MATERIAL FOR THIS TASK below:
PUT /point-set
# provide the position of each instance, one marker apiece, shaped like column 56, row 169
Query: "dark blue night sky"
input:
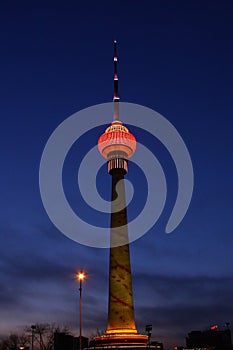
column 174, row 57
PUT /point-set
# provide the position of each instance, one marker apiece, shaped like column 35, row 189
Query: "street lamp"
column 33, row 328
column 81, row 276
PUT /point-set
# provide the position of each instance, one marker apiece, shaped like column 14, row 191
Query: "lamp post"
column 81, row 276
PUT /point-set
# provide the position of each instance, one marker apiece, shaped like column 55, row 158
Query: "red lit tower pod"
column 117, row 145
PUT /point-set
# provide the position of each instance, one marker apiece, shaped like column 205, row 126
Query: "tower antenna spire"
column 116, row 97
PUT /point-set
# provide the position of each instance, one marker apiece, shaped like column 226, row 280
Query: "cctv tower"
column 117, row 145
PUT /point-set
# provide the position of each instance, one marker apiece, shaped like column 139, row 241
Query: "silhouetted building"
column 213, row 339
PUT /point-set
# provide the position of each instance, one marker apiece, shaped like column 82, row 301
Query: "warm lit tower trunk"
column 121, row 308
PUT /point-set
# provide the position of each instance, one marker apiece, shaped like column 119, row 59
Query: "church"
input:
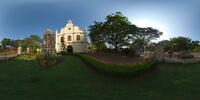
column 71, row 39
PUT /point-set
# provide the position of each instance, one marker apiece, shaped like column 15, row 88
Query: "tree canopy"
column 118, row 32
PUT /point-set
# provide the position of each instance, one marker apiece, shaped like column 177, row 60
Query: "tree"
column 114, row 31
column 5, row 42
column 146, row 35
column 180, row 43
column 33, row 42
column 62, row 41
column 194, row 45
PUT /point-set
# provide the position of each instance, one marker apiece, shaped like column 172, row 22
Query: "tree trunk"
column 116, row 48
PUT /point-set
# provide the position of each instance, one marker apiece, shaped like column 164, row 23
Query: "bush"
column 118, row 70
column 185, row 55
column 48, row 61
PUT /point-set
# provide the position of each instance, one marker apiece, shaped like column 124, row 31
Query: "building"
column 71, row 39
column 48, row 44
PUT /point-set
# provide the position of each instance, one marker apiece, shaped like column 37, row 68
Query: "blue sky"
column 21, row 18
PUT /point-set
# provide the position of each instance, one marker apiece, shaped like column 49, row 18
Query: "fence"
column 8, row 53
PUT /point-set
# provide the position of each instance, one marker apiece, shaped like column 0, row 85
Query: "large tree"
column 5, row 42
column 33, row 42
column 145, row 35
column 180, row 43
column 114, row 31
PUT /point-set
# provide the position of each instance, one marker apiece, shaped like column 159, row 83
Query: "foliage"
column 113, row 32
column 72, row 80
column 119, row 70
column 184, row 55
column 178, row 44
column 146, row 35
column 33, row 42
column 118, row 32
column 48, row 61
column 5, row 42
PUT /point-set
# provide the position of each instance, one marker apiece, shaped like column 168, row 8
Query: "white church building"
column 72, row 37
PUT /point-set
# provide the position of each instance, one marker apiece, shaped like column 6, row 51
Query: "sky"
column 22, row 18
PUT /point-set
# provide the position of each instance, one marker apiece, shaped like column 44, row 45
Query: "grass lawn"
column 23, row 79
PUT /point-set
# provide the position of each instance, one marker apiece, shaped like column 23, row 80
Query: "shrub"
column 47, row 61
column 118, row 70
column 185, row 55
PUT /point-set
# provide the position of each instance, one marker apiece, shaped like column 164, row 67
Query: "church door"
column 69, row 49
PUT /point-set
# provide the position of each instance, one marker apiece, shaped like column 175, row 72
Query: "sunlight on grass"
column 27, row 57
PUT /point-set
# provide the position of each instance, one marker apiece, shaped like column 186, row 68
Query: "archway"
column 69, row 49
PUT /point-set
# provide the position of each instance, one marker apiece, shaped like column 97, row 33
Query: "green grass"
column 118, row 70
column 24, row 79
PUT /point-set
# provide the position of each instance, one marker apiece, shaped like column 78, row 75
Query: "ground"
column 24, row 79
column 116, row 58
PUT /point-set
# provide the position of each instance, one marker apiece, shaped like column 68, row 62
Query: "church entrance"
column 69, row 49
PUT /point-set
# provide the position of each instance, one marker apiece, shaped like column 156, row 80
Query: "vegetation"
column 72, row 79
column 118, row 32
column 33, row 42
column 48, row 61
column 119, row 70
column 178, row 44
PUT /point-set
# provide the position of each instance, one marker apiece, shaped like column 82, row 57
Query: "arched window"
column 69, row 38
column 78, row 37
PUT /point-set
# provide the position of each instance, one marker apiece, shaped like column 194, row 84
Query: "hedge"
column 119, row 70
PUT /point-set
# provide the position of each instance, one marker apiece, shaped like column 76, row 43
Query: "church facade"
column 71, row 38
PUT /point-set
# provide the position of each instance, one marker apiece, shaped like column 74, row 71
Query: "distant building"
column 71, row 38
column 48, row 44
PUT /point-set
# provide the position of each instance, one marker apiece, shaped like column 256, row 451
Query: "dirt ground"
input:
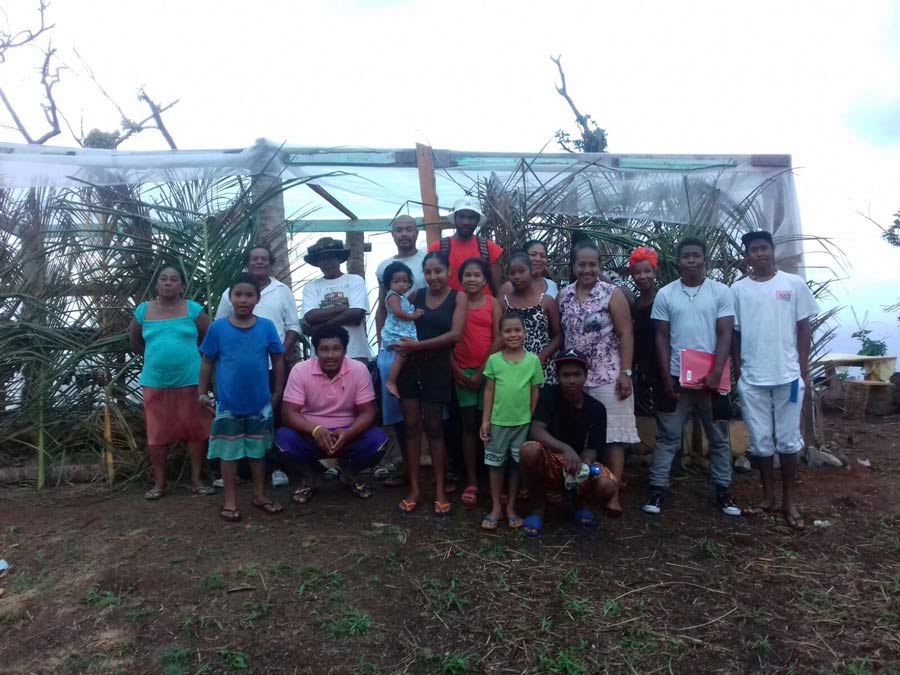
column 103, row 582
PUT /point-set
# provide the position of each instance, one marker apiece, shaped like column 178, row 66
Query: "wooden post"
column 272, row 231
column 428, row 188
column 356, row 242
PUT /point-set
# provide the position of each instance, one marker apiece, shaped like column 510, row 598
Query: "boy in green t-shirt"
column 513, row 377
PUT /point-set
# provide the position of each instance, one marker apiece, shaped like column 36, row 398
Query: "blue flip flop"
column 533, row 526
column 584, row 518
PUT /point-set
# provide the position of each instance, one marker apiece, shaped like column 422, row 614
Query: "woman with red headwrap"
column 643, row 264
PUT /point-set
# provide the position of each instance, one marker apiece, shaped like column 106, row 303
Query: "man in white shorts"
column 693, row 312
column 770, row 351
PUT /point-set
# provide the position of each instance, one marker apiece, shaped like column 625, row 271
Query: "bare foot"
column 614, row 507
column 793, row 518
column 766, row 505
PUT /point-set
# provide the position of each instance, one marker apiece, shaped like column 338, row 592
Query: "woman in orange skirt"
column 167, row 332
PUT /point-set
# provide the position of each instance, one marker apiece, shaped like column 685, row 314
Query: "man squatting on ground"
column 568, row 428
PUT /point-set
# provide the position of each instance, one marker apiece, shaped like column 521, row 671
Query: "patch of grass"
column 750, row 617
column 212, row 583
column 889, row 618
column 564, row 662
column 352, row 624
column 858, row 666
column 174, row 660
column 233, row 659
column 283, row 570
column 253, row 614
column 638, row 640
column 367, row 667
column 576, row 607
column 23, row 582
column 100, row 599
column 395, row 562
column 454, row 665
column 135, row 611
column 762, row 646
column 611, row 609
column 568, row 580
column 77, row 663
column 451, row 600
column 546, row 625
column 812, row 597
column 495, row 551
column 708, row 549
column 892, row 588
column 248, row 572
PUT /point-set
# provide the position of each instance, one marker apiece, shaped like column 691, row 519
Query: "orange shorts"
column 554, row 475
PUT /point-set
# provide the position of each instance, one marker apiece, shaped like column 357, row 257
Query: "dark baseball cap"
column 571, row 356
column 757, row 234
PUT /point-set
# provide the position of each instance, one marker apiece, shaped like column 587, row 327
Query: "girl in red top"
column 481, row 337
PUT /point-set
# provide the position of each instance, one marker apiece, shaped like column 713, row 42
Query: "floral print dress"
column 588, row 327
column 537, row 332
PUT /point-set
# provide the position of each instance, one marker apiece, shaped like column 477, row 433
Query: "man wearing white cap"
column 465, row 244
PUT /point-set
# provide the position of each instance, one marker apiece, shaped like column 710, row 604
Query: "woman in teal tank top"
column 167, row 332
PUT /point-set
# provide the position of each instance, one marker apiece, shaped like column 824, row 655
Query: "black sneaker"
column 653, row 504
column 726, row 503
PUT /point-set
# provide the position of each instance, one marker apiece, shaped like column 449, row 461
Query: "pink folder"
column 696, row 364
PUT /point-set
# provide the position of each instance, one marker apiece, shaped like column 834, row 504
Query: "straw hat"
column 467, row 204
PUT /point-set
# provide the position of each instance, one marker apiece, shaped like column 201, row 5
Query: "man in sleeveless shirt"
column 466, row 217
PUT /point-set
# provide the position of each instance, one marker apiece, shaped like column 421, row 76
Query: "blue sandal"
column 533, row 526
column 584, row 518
End of MATERIAL FOR THIS TASK.
Reprint exactly the lines above that start at the one with "column 68, row 62" and end at the one with "column 82, row 57", keeping both and adding none.

**EXERCISE SOLUTION**.
# provide the position of each instance, one marker apiece, shaped like column 68, row 62
Query: "church entrance"
column 69, row 49
PUT /point-set
# provide the position of each instance, one marker apiece, shaped like column 156, row 80
Query: "vegetation"
column 72, row 79
column 118, row 32
column 33, row 42
column 48, row 61
column 119, row 70
column 178, row 44
PUT /point-set
# provide the position of each instance, one marker apiece, shaped like column 82, row 57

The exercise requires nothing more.